§ PROBLEMS
a. Return the passage on courts and democracy between "The fact is" and "of the Constitutions.", inclusive.
b. Replace "ring" with "band" in the listing, from the line holding "scattered metal findings -> point" through the end of the listing, inclusive, changing nothing else. Leave out the pictures.

§ SUPPLIED TEXT
● ● ● ● ● ● ●

Well, my answer would be that this is the wrong question to ask. Courts cannot save our democracy as it is by far the weakest branch of government. As Justice Johan Kriegler wrote in S v Mamabolo in a slightly different context:
The answer is both simple and subtle. It is, simply, because the constitutional position of the judiciary is different, really fundamentally different. In our constitutional order the judiciary is an independent pillar of state, constitutionally mandated to exercise the judicial authority of the state fearlessly and impartially. Under the doctrine of separation of powers it stands on an equal footing with the executive and the legislative pillars of state; but in terms of political, financial or military power it cannot hope to compete. It is in these terms by far the weakest of the three pillars; yet its manifest independence and authority are essential. Having no constituency, no purse and no sword, the judiciary must rely on moral authority. Without such authority it cannot perform its vital function as the interpreter of the Constitution, the arbiter in disputes between organs of state and, ultimately, as the watchdog over the Constitution and its Bill of Rights — even against the state.
The fact is that – in the absence of disputes brought to the courts by litigants – citizens (not the courts) are the one’s who are best placed to hold the legislature and the executive to account and to force them to comply with their constitutional duties. As citizens in a democracy (a democracy with both representative and participatory aspects), we are the ultimate and most powerful guardians of the Constitutions.

● ● ● ● ● ● ●

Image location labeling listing

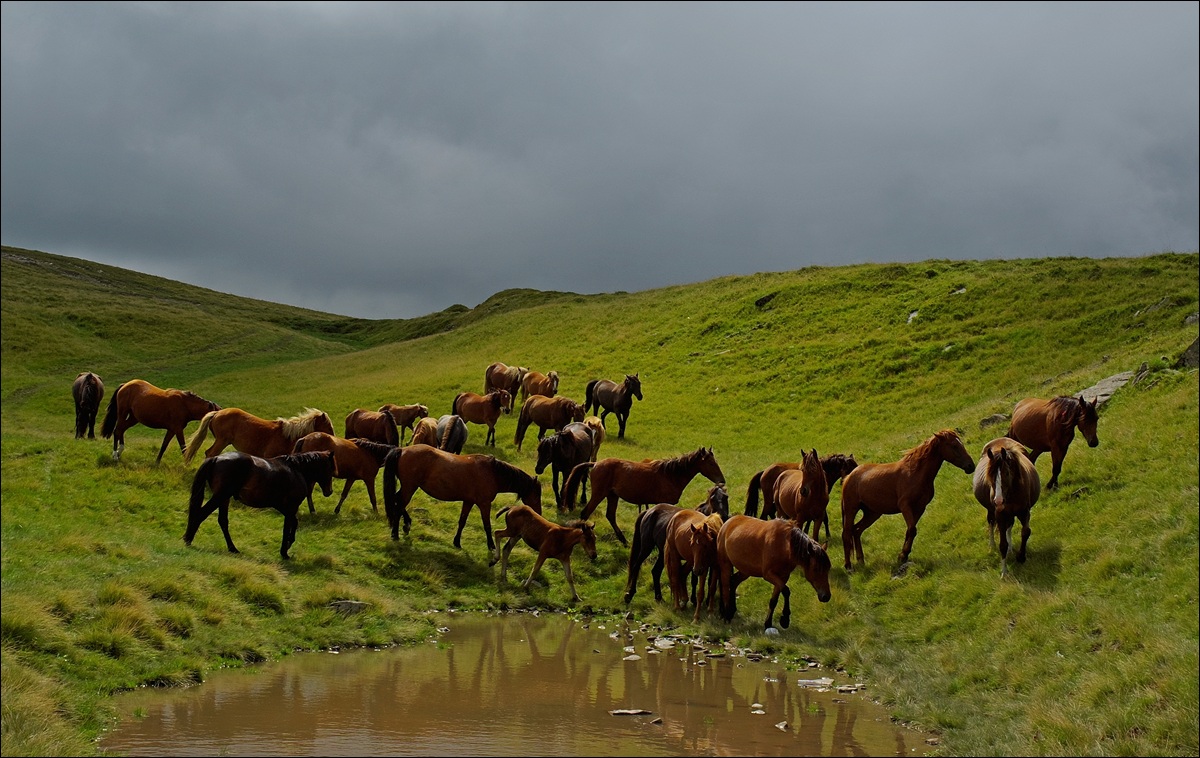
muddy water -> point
(515, 684)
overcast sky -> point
(391, 160)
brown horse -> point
(904, 487)
(551, 540)
(357, 459)
(377, 426)
(508, 378)
(141, 402)
(612, 397)
(484, 409)
(1050, 426)
(690, 549)
(1007, 485)
(549, 413)
(772, 549)
(475, 480)
(405, 416)
(87, 390)
(281, 483)
(651, 531)
(642, 483)
(537, 383)
(258, 437)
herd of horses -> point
(276, 464)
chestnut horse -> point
(281, 483)
(1007, 485)
(551, 540)
(772, 549)
(651, 531)
(377, 426)
(612, 397)
(87, 390)
(508, 378)
(475, 480)
(549, 413)
(904, 487)
(1050, 426)
(141, 402)
(484, 409)
(357, 459)
(646, 482)
(258, 437)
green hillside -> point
(1087, 648)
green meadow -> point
(1087, 648)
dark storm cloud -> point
(390, 160)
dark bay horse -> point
(605, 397)
(549, 413)
(1007, 485)
(904, 487)
(258, 437)
(563, 451)
(475, 480)
(357, 459)
(483, 409)
(87, 390)
(551, 540)
(281, 483)
(646, 482)
(141, 402)
(1050, 426)
(772, 549)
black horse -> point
(612, 397)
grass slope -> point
(1089, 648)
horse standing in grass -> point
(1007, 485)
(904, 487)
(1050, 426)
(141, 402)
(87, 390)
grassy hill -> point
(1089, 648)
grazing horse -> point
(87, 390)
(642, 483)
(772, 549)
(904, 487)
(357, 459)
(475, 480)
(1050, 425)
(483, 409)
(613, 397)
(377, 426)
(258, 437)
(508, 378)
(690, 549)
(281, 483)
(551, 540)
(651, 531)
(563, 451)
(1007, 485)
(141, 402)
(549, 413)
(405, 416)
(537, 383)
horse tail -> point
(109, 423)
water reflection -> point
(510, 685)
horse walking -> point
(612, 397)
(88, 391)
(1050, 426)
(904, 487)
(141, 402)
(1007, 485)
(281, 483)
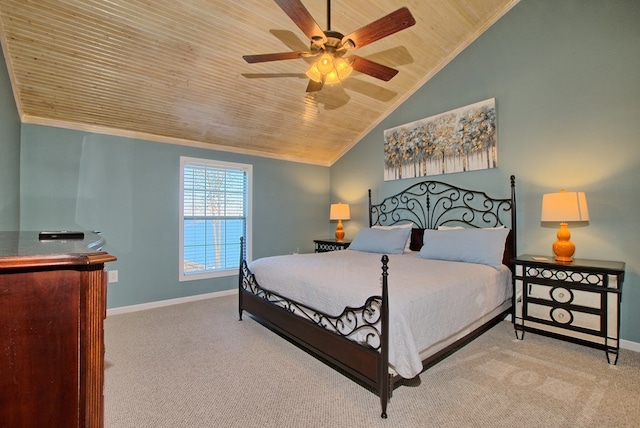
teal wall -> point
(129, 190)
(565, 75)
(10, 158)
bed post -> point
(240, 278)
(383, 369)
(514, 250)
(370, 218)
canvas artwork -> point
(459, 140)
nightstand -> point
(578, 302)
(325, 245)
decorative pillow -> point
(396, 226)
(384, 241)
(416, 239)
(442, 227)
(484, 246)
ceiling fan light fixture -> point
(325, 63)
(343, 67)
(314, 74)
(329, 69)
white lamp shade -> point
(564, 207)
(339, 212)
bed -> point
(432, 272)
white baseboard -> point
(169, 302)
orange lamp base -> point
(563, 248)
(339, 232)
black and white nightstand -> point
(325, 245)
(578, 302)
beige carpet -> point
(196, 365)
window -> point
(214, 213)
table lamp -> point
(339, 212)
(564, 207)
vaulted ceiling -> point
(172, 71)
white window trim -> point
(248, 168)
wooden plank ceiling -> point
(172, 71)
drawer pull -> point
(562, 295)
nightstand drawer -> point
(564, 294)
(565, 317)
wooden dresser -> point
(52, 308)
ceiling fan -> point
(330, 46)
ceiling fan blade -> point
(302, 18)
(371, 68)
(383, 27)
(274, 57)
(314, 86)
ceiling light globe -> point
(325, 64)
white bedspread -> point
(428, 299)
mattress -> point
(430, 301)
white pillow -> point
(484, 246)
(384, 241)
(441, 227)
(409, 226)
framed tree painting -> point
(459, 140)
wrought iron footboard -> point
(360, 324)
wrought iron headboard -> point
(430, 204)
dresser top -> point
(24, 249)
(576, 263)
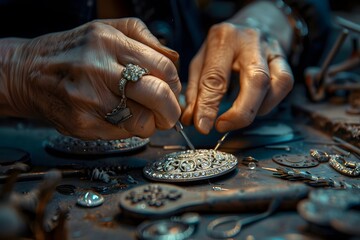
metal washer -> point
(190, 165)
(295, 160)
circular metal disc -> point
(190, 165)
(72, 145)
(10, 155)
(295, 160)
(164, 229)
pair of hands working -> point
(71, 78)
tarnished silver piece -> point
(319, 156)
(333, 209)
(179, 128)
(221, 140)
(90, 199)
(348, 168)
(217, 188)
(295, 160)
(281, 147)
(176, 228)
(190, 165)
(238, 222)
(121, 113)
(249, 159)
(308, 178)
(72, 145)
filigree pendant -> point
(190, 165)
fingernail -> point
(223, 126)
(205, 124)
(173, 53)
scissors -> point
(239, 222)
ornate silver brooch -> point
(191, 165)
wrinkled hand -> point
(265, 78)
(71, 79)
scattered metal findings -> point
(348, 168)
(72, 145)
(282, 147)
(108, 189)
(154, 196)
(160, 199)
(332, 209)
(102, 175)
(168, 147)
(17, 166)
(347, 145)
(191, 218)
(179, 128)
(271, 130)
(39, 175)
(220, 141)
(217, 188)
(90, 199)
(295, 160)
(341, 151)
(25, 214)
(321, 142)
(250, 161)
(308, 178)
(319, 156)
(66, 189)
(178, 228)
(190, 165)
(252, 166)
(10, 155)
(131, 180)
(239, 222)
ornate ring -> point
(122, 113)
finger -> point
(193, 86)
(214, 77)
(94, 126)
(157, 64)
(142, 123)
(136, 29)
(157, 96)
(281, 83)
(151, 92)
(126, 50)
(254, 84)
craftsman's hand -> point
(265, 78)
(71, 79)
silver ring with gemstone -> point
(122, 113)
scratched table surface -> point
(107, 221)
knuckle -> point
(221, 29)
(142, 125)
(170, 73)
(260, 79)
(285, 81)
(246, 117)
(252, 32)
(215, 81)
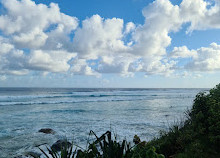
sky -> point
(110, 43)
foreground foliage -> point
(199, 135)
(106, 147)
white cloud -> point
(99, 37)
(36, 37)
(183, 52)
(80, 67)
(52, 61)
(208, 59)
(28, 23)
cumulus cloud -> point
(183, 52)
(37, 37)
(208, 59)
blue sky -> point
(102, 43)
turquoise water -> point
(72, 113)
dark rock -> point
(33, 154)
(60, 144)
(47, 131)
(19, 156)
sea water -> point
(72, 113)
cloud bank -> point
(37, 37)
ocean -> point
(73, 112)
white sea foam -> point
(72, 113)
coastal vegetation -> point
(196, 137)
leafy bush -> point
(199, 135)
(106, 147)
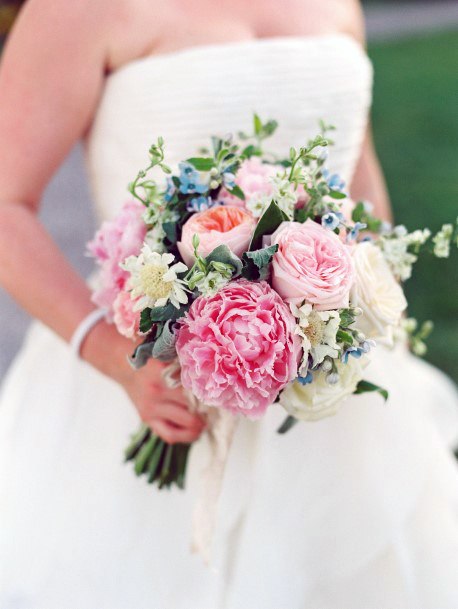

● ● ● ● ● ● ●

§ WRITTEN RESPONSES
a.
The fact is that – in the absence of disputes brought to the courts by litigants – citizens (not the courts) are the one’s who are best placed to hold the legislature and the executive to account and to force them to comply with their constitutional duties. As citizens in a democracy (a democracy with both representative and participatory aspects), we are the ultimate and most powerful guardians of the Constitutions.

b.
scattered metal findings -> point
(348, 168)
(72, 145)
(282, 147)
(108, 189)
(154, 196)
(160, 199)
(332, 209)
(102, 175)
(168, 147)
(17, 166)
(347, 145)
(191, 218)
(179, 128)
(271, 130)
(39, 175)
(220, 141)
(217, 188)
(90, 199)
(295, 160)
(341, 151)
(25, 214)
(321, 142)
(250, 161)
(308, 178)
(319, 156)
(66, 189)
(178, 228)
(190, 165)
(252, 166)
(10, 155)
(131, 180)
(239, 222)
ornate band -> point
(122, 113)
finger -> point
(193, 86)
(214, 77)
(94, 126)
(157, 64)
(142, 123)
(136, 29)
(157, 96)
(281, 83)
(151, 92)
(126, 50)
(254, 84)
craftsman's hand -> point
(265, 78)
(71, 79)
silver band with gemstone -> point
(122, 113)
scratched table surface -> point
(107, 221)
knuckle -> point
(221, 29)
(142, 125)
(170, 73)
(260, 79)
(285, 81)
(246, 117)
(252, 32)
(215, 81)
sky -> point
(110, 43)
foreground foliage -> point
(199, 135)
(106, 147)
white cloud -> point
(99, 37)
(36, 37)
(183, 52)
(80, 67)
(52, 61)
(208, 59)
(28, 23)
cumulus cloud -> point
(183, 52)
(37, 37)
(208, 59)
blue sky -> point
(102, 43)
turquoise water -> point
(72, 113)
dark rock -> point
(33, 154)
(60, 144)
(47, 131)
(19, 156)
sea water -> point
(72, 113)
cloud bank -> point
(37, 37)
ocean -> point
(73, 112)
white sea foam -> point
(72, 113)
coastal vegetation -> point
(196, 137)
leafy bush -> point
(199, 135)
(106, 147)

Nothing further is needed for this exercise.